→ ВЫБРАННЫЙ ОТРЫВОК
______________________________

Добавить в цитаты Настройки чтения

Страница 4 из 30

Тем не менее киевская тревога 1531—1532 гг., как и более ранняя витебская 1528 г., служит индикатором той напряженной атмосферы, которая царила в те годы в пограничных городах Великого княжества Литовского, постоянно ощущавших над собой угрозу московского нападения, кроме того, хотя большая война в последние годы правления Василия III так и не началась, но «малая война» — пограничные стычки и наезды, разбой и т.п. — велась непрестанно. Жалобами на пограничные «шкоды» пестрят посольские дела сношений Русского государства с Литовским за конец 20-х — начало 30-х гг. XVI в. Причем интересно обратить внимание на то, какая именно территория являлась в те годы ареной наиболее острых конфликтов и споров.

Еще во время переговоров 1526—1527 гг. о продлении перемирия — сначала в Москве, а потом в Вильне — литовская сторона жаловалась на «кривды», учиненные ей наместниками и помещиками из северских городов (Гомеля, Стародуба) и Великих Лук; спор возник из-за северских волостей (Олучичей, Маслова десятка, Крюкова десятка): каждая сторона считала их своими; состоявшийся 25 декабря 1526 г. в Стародубе порубежный съезд не удовлетворил литовские власти54. Во время приема в Москве зимой 1527/28 г. литовского посланца И. Ячманова снова звучали взаимные протесты против наездов и территориальных захватов на границе между Стародубом и Гомелем, с московской стороны, и Пропойском, Чичерском, Горволем — с литовской55. Посланный в Литву в феврале 1529 г. Ф. Г. Афанасьев должен был протестовать против того, что «королевы люди… у Стародуба вступаютца в Попову Гору, в Маслов десяток, в Крюков десяток и в иные волости и села, через перемирные грамоты… а на Луках вступаютца в Озерскую волость и в иные волости и села»56. Аналогичный протест по поводу указанных стародубских волостей был заявлен литовским послам М. Яновичу и В. Чижу, прибывшим в Москву в августе того же года; в свою очередь послы жаловались на гомельского и стародубского наместников, воевавших Речицкую, Горвольскую, Кричевскую, Чичерскую и иные «королевы» волости57. На тех же позициях стороны оставались и в последующие годы.

В 1529—1531 гг. заметное место в отношениях между двумя государствами занял вопрос о проведении порубежного съезда для размежевания спорных земель в Великих Луках (с Полоцком) и Стародубе (с Речицей). Сроки проведения этих съездов несколько раз переносились, и они так и не состоялись, причем обе стороны старались вину за их срыв возложить друг на друга58. Литовские послы, прибывшие в марте 1532 г. в Москву для возобновления перемирия, выставили условием его заключения уступку Василием III в пользу короля Чернигова, Гомеля, Поповой Горы, Дрокова, но это условие было великим князем отвергнуто59.

______________________________

(Собранные данные)
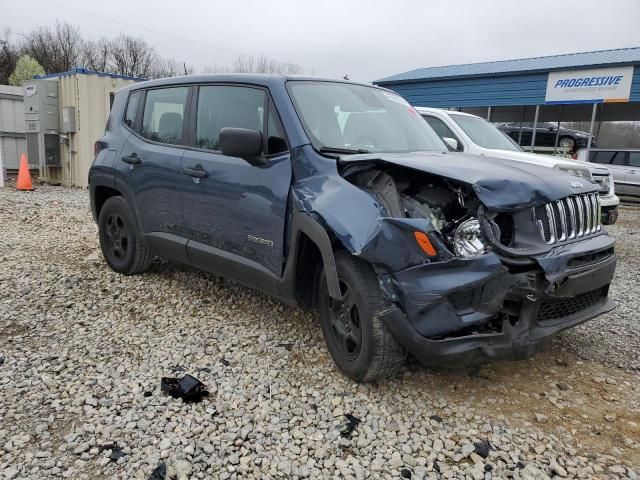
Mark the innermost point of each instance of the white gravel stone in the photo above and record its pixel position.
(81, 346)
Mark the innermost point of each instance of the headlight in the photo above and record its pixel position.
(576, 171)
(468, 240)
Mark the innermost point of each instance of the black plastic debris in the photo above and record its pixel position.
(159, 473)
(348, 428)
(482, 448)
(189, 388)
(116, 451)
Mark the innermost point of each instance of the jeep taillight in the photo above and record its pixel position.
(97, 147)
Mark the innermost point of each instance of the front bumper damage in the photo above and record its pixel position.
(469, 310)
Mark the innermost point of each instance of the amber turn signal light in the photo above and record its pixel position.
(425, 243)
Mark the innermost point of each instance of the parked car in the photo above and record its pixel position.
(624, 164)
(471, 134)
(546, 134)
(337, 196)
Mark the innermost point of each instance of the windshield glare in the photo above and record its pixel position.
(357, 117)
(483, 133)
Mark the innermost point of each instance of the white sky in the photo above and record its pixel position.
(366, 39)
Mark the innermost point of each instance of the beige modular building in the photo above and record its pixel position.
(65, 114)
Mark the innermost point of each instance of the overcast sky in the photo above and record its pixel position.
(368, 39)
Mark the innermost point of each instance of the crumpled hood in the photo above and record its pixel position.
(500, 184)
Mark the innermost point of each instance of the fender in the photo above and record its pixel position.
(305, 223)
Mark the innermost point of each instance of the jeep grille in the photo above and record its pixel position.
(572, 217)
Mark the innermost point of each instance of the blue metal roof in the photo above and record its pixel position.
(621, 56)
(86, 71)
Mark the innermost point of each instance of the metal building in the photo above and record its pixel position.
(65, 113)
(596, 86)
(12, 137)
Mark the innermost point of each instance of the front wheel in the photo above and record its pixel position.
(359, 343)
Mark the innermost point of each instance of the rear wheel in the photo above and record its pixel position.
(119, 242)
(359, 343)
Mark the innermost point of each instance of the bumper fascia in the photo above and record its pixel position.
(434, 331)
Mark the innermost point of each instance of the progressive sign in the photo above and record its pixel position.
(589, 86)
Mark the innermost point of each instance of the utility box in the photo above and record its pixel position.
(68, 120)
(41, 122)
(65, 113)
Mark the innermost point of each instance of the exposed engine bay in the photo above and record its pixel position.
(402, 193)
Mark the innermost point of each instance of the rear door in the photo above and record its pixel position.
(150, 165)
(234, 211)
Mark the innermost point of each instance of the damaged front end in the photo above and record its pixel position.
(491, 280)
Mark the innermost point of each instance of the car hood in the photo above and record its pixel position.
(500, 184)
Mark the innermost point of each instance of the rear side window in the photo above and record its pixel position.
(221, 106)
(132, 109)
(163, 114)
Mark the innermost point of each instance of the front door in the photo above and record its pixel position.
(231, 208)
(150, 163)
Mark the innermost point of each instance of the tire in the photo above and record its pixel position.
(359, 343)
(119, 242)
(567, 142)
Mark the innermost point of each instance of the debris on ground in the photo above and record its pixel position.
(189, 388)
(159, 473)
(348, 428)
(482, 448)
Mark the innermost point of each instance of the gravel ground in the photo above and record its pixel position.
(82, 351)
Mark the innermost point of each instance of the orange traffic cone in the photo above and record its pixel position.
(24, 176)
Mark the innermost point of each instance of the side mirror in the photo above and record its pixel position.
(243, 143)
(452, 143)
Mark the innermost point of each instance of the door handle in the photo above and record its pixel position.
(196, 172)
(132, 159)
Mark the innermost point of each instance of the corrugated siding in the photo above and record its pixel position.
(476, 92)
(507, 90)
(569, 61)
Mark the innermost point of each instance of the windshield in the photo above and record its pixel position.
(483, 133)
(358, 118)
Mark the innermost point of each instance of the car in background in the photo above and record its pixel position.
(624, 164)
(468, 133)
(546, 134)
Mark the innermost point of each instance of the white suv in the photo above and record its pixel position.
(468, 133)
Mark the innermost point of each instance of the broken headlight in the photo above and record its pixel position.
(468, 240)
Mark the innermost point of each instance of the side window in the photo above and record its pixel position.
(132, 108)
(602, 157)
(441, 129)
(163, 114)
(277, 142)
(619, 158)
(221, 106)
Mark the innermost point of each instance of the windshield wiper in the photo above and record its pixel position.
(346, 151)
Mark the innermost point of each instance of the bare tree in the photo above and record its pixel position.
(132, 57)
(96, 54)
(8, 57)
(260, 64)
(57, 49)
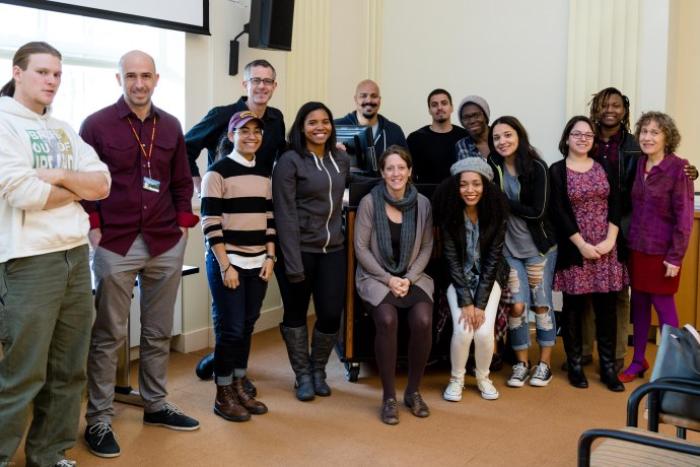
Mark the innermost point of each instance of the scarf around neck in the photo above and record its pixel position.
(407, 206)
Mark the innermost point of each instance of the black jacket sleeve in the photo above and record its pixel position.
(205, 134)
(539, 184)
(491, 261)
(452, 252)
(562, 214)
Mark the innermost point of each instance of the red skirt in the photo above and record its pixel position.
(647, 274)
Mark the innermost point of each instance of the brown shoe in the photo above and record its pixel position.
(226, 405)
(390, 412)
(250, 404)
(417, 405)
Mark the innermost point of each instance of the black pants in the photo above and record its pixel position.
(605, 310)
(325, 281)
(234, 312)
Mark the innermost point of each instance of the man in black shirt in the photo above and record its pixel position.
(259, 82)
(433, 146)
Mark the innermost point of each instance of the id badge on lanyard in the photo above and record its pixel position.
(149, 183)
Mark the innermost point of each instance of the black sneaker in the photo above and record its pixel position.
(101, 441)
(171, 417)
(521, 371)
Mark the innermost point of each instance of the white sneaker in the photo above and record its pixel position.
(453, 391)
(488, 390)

______________________________

→ ФОРМУЛИРОВКА ЗАДАЧИ
Дословно процитируйте из отрывка о пограничных спорах Русского государства с Великим княжеством Литовским фрагмент, который открывается словами «В 1529—1531 гг.» и завершается словами «великим князем отвергнуто59.».

→ ОТВЕТ НА ЗАДАЧУ
В 1529—1531 гг. заметное место в отношениях между двумя государствами занял вопрос о проведении порубежного съезда для размежевания спорных земель в Великих Луках (с Полоцком) и Стародубе (с Речицей). Сроки проведения этих съездов несколько раз переносились, и они так и не состоялись, причем обе стороны старались вину за их срыв возложить друг на друга58. Литовские послы, прибывшие в марте 1532 г. в Москву для возобновления перемирия, выставили условием его заключения уступку Василием III в пользу короля Чернигова, Гомеля, Поповой Горы, Дрокова, но это условие было великим князем отвергнуто59.